**What this task involves:** The records that follow must be repeated verbatim, every one of them.

Dataset excerpts on object pointing
========================================

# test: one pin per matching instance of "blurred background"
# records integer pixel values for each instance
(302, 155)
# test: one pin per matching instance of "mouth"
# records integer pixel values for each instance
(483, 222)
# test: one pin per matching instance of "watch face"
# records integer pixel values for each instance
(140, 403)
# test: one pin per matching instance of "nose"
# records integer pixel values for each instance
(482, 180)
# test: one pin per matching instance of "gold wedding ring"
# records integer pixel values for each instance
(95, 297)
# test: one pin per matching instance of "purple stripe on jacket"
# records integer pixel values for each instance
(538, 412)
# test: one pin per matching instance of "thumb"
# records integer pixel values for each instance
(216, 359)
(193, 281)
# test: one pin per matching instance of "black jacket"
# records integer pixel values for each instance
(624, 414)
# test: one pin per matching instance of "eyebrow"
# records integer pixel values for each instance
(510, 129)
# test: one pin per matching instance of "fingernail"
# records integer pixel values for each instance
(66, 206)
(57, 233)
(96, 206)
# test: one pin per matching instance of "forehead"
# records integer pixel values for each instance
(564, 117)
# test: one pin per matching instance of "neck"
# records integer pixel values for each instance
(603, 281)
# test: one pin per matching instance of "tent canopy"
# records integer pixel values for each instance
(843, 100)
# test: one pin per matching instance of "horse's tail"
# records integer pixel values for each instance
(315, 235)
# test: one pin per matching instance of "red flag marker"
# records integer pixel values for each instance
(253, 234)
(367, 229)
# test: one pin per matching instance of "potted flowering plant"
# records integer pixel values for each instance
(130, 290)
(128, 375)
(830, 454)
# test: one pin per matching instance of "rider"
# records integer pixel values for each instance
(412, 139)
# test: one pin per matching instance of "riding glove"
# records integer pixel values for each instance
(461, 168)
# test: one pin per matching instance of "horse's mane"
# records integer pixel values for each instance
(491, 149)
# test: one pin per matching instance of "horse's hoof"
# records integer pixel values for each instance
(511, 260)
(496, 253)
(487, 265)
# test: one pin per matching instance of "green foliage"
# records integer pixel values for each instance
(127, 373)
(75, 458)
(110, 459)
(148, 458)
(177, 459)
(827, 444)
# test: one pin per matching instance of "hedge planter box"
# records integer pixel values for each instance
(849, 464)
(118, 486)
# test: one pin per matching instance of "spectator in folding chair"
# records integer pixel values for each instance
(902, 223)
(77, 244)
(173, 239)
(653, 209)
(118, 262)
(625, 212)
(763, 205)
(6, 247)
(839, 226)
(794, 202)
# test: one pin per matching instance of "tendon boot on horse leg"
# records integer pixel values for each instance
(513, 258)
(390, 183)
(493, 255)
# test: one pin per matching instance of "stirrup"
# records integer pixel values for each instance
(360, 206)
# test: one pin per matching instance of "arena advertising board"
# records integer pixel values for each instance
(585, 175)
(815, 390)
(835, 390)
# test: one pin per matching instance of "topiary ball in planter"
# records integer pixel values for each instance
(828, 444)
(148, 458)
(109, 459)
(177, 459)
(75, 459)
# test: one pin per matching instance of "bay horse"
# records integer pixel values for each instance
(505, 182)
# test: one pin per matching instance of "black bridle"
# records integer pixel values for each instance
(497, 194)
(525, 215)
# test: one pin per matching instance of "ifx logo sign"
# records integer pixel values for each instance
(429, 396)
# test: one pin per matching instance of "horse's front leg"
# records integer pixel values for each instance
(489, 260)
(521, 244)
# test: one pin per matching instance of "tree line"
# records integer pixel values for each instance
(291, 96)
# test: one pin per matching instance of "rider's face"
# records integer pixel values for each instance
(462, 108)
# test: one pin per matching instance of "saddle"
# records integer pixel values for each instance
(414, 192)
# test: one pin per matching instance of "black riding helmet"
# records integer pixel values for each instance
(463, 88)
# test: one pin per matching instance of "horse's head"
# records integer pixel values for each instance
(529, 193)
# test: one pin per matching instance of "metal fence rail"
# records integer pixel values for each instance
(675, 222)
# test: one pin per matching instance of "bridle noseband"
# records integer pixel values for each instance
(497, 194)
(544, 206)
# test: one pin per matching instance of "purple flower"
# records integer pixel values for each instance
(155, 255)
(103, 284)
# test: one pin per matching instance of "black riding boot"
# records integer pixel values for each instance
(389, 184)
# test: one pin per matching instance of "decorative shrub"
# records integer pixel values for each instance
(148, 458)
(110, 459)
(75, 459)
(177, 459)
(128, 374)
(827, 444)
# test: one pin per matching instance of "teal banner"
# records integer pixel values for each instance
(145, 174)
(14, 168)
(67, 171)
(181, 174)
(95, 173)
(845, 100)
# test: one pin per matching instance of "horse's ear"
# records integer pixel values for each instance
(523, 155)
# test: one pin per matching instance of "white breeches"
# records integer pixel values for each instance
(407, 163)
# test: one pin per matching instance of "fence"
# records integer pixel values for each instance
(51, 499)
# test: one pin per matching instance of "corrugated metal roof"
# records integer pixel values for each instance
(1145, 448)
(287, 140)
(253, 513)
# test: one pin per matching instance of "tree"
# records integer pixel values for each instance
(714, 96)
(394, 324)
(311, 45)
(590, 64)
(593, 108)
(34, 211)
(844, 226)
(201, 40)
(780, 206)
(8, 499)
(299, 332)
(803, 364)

========================================

**Full response:**
# test: one pin per matching instance of "blurred background"
# records integer pixel values for each instance
(302, 155)
# test: one pin per matching instance of "mouth"
# records integer pixel values for each instance
(483, 222)
# test: one pin per matching instance of "watch face"
# records integer pixel values for each instance
(140, 403)
# test: one pin per matching instance of "nose"
# records integer pixel values for each instance
(482, 180)
# test: one pin per matching instance of "gold wedding ring"
# records integer pixel values for each instance
(95, 297)
# test: one pin per matching instance of "purple stripe on jacket"
# records integer pixel values for each instance
(538, 412)
# test: one pin per matching instance of "thumb"
# records integer pixel values for each instance
(216, 359)
(193, 281)
# test: one pin per matching instance of "black jacket"
# records integer pixel values for each instance
(624, 414)
# test: one pin per matching instance of "eyebrow"
# records integer pixel values for each instance
(510, 129)
# test: one pin per matching instance of "fingernail"
# records integer pixel values for each instance
(66, 206)
(57, 233)
(96, 206)
# test: one pin per matching instance of "forehead"
# records integer pixel values for each instance
(564, 117)
# test: one pin per matching instance of "neck"
# records integer pixel values for each instance
(603, 281)
# test: one pin per matching instance of "tent canopy"
# records integer pixel values for each instance
(843, 100)
# test: one pin per matching instance of "horse's tail"
# records integer pixel values for each instance
(315, 235)
# test: one pin per matching instance of "red flag marker"
# records integer pixel values for each instance
(253, 234)
(367, 229)
# test: one pin per matching instance of "potted flowering plant"
# records integer pixel values for each instance
(130, 290)
(128, 375)
(830, 454)
# test: one pin per matching instance of "rider"
# records integer pixel values for each instance
(412, 139)
# test: one pin per matching instance of "riding glove"
# records integer pixel values for each instance
(461, 168)
# test: one pin per matching instance of "horse's mane"
# records integer pixel values for each instance
(491, 149)
# test: one pin per matching instance of "horse's hoof"
# records integer pixel values for each instance
(511, 260)
(496, 253)
(487, 265)
# test: one pin per matching instance of "green foliage"
# records integer pixel values for each instance
(127, 373)
(75, 458)
(110, 459)
(148, 458)
(177, 459)
(827, 444)
# test: one pin per matching instance of "hedge planter box"
# records integer pixel values for each instance
(849, 464)
(118, 486)
# test: one pin per matching instance of "spectator in folding chair"
# records integer pixel values for each instance
(902, 223)
(77, 244)
(173, 239)
(653, 209)
(118, 262)
(625, 212)
(763, 205)
(6, 247)
(839, 226)
(794, 202)
# test: one pin per matching instance of "tendon boot on horse leg"
# records integer pixel values for each instance
(513, 258)
(390, 183)
(493, 255)
# test: one pin per matching instance of "stirrup"
# records integer pixel values for each instance
(360, 206)
# test: one pin per matching instance of "arena advertising board"
# records integer pixel values for each instance
(585, 175)
(815, 390)
(835, 390)
# test: one pin per matching instance of "topiary ball in planter"
# records integer pixel values for each instance
(828, 444)
(148, 458)
(109, 459)
(177, 459)
(75, 459)
# test: one pin per matching instance of "bay horse"
# records integer pixel values for each instance
(505, 182)
# test: one pin per matching instance of "black bridle"
# records integer pixel values for each instance
(497, 194)
(525, 215)
# test: one pin per matching instance of "ifx logo sign"
# records integer pixel values for each instance
(429, 396)
# test: one pin per matching instance of "horse's front leg"
# records integer pixel values for each instance
(489, 260)
(521, 244)
# test: one pin per matching instance of "tree line"
# records integer pixel values for each instance
(291, 96)
# test: one pin per matching instance of "rider's face"
# records integer pixel values for each instance
(462, 108)
# test: one pin per matching instance of "saddle"
# records integer pixel values for each instance
(414, 192)
# test: one pin per matching instance of "black riding helmet"
# records integer pixel values for each instance
(463, 88)
# test: one pin per matching instance of "horse's head"
# records integer pixel values for each instance
(529, 193)
# test: one pin per matching instance of "metal fence rail"
# records integer pixel values for each instance
(675, 222)
# test: one pin per matching instance of "bridle noseband"
# records integer pixel values for each instance
(497, 194)
(544, 206)
# test: one pin per matching instance of "purple flower"
# records integer pixel values for each instance
(155, 255)
(103, 284)
# test: one pin per matching instance of "black riding boot"
# records integer pixel values for each instance
(389, 184)
# test: one pin per matching instance of "decorative shrub"
# records integer pixel values for each instance
(148, 458)
(110, 459)
(75, 459)
(177, 459)
(128, 374)
(827, 444)
# test: one pin per matching instance of "teal banner"
# records integer pixel values for each instance
(145, 174)
(14, 168)
(67, 171)
(181, 174)
(95, 173)
(845, 100)
# test: one pin per matching instance of "horse's ear"
# records integer pixel values for each instance
(523, 155)
# test: one pin per matching instance of "white breeches"
# records integer pixel values for each instance
(407, 163)
# test: one pin per matching instance of "fence"
# records integer pixel values for each instance
(51, 499)
# test: one pin per matching instance of "corrugated metal roof"
# records integer pixel values for each instance
(1145, 448)
(287, 140)
(253, 513)
# test: one pin per matching instance of "tree"
# records integer pixel values for each instance
(714, 96)
(394, 324)
(311, 45)
(590, 64)
(593, 108)
(34, 211)
(844, 226)
(201, 40)
(780, 206)
(8, 499)
(299, 332)
(803, 364)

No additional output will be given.